What you are asked to do: Every line of the data below should be retyped exactly.

Supplied information:

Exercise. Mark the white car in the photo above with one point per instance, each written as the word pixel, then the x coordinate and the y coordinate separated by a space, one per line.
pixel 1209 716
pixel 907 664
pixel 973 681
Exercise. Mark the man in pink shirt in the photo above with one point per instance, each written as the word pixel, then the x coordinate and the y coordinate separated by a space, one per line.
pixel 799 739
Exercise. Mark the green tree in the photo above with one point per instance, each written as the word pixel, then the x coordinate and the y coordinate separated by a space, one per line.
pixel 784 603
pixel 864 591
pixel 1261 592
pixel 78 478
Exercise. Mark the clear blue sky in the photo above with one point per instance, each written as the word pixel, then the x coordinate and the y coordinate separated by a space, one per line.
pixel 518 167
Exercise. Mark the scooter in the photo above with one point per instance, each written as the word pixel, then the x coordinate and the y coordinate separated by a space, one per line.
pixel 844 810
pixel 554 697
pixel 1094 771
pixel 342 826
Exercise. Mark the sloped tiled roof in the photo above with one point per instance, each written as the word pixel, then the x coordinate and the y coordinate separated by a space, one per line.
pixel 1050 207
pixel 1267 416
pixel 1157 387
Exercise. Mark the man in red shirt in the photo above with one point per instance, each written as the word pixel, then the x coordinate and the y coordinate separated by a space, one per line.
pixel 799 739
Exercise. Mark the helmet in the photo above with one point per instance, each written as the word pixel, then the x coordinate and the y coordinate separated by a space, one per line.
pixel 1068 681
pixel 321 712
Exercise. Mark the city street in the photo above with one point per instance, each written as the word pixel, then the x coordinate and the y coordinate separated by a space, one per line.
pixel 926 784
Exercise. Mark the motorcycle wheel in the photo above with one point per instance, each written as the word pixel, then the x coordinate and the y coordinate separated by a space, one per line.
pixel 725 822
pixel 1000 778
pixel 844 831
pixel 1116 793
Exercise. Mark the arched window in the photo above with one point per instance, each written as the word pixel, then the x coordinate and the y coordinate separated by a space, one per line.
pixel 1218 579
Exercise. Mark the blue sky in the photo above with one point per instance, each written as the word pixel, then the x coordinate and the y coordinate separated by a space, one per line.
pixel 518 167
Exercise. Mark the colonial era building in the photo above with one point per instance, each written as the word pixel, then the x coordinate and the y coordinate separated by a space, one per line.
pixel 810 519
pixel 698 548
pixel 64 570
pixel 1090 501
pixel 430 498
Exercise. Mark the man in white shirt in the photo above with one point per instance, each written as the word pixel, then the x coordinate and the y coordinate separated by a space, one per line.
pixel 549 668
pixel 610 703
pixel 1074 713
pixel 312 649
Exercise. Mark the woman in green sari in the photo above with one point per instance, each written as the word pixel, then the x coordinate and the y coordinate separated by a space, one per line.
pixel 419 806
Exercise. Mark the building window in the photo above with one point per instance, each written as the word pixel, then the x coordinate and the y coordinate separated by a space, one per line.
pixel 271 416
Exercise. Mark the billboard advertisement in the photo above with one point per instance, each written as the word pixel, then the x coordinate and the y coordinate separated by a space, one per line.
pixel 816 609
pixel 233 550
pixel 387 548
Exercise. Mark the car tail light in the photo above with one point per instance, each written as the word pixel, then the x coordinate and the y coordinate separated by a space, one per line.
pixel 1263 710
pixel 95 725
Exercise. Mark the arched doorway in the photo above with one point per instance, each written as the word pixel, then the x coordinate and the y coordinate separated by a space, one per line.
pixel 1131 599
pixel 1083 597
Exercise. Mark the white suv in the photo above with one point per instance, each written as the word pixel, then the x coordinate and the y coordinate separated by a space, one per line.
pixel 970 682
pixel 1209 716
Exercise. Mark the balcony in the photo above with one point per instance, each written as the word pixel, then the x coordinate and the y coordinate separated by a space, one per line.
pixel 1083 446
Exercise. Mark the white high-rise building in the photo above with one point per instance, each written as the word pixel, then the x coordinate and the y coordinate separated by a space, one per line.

Result below:
Exercise. Mark the white car in the photo above with one point per instance, each written as the word pixel, then the x coordinate and the y coordinate separated by a space, one per line.
pixel 1209 716
pixel 907 664
pixel 973 681
Exercise. Mark the man in pink shirt in the photo above with one point per instance, each written as the word pixel, then the x coordinate and the y coordinate separated by a space, one per line.
pixel 799 739
Exercise. Mark the green tree in the photo above with one point per instance, each written as the word pixel, then the x coordinate and the y coordinate separated by a space, one per line.
pixel 784 603
pixel 864 591
pixel 1261 592
pixel 78 478
Exercise. Mark the clear blue sky in the photo above with one point per instance, each written as the word pixel, then the x coordinate and the y coordinate separated by a space, one per line.
pixel 518 167
Exercise. Mark the scooter in the photo above with one point per instance, each written as the word pixel, then the x coordinate and the y coordinate separated by a space, one per line.
pixel 844 810
pixel 554 697
pixel 1094 771
pixel 342 826
Exercise. Mark the sloped tiled roof in the photo above with one point per instance, each written as the word pixel, then the x coordinate and the y coordinate separated by a space, one per line.
pixel 1050 207
pixel 1267 416
pixel 1157 387
Exercise. Mark the man in red shirt in the photo above with one point per instance, each written as the word pixel, then the x coordinate and the y coordinate separated by a space, one per line.
pixel 799 739
Exercise. Mark the helmet in the photo above with one point per instance, each written as the word pixel, then the x coordinate and the y coordinate separated by a space, one per line.
pixel 1068 681
pixel 321 712
Exercise. Mark the city street in the photo above with one point per instance, each written as the word pixel, then the x coordinate and the y coordinate separated by a space, one per line.
pixel 926 784
Exercise. Mark the motorcycle wheel in the photo above with one point per instance, each written as the word pixel, then the x coordinate and the y coordinate separated by a space, one per line.
pixel 725 822
pixel 1000 778
pixel 844 831
pixel 1116 793
Exercise. Mark the arched window in the photo above with one point per instance, each written as the word pixel, then the x coordinate and the y coordinate separated by a space, one per line.
pixel 1218 579
Exercise. Mark the blue sky in the photo above with one point per instance, each written as the word pixel, then the x coordinate and the y coordinate separated by a space, one per line.
pixel 518 167
Exercise. Mark the colonial era building in the photo above with one point per instance, each written as the word pixel, then the x coordinate and the y coordinate separated by a space, one per line.
pixel 810 519
pixel 698 548
pixel 64 570
pixel 1090 501
pixel 430 498
Exercise. Mark the man in white shirt in the photo above with one point per instance, each written as the word pixel, then the x coordinate and the y coordinate separated by a space, one per line.
pixel 549 668
pixel 610 703
pixel 1074 713
pixel 312 649
Exercise. Mark the woman in green sari in the photo above with one point per instance, each written as the word pixel, then the x coordinate and the y coordinate separated by a space, one per line.
pixel 419 806
Exercise. Mark the building window in the photo above with one point per instance, each written as the word pixel, then the x coordinate and the y coordinate separated by a space, one per line.
pixel 271 416
Exercise. Mark the billboard advertisement in the photo above with one point per instance, each written as the word pixel, then the x coordinate and the y coordinate separated by a space, one per line.
pixel 816 609
pixel 233 550
pixel 387 548
Exercise. Mark the car tail light in the photo above with one point per instance, each written as the word pixel, then the x coordinate and the y coordinate separated by a space, one per line.
pixel 1263 710
pixel 95 725
Exercise. Mark the arched doorway in the photo above with one point per instance, each written as the word pixel, then the x coordinate and the y coordinate separated by a space, one per line.
pixel 1131 599
pixel 1083 597
Exercise. Mark the white suv in the photo above with one point per instance, each written as the word pixel, then the x coordinate and the y coordinate separated by a space, one per line.
pixel 970 682
pixel 1209 716
Exercise. Mark the balcony in the photo above with one point per instance, each written as the word pixel, then the x coordinate and the y coordinate separated by a space, one per line.
pixel 1083 446
Exercise. Mark the white high-rise building in the photo above with one point per instance, each written as the word pixel, then the x coordinate and the y coordinate separated by a space, one per line.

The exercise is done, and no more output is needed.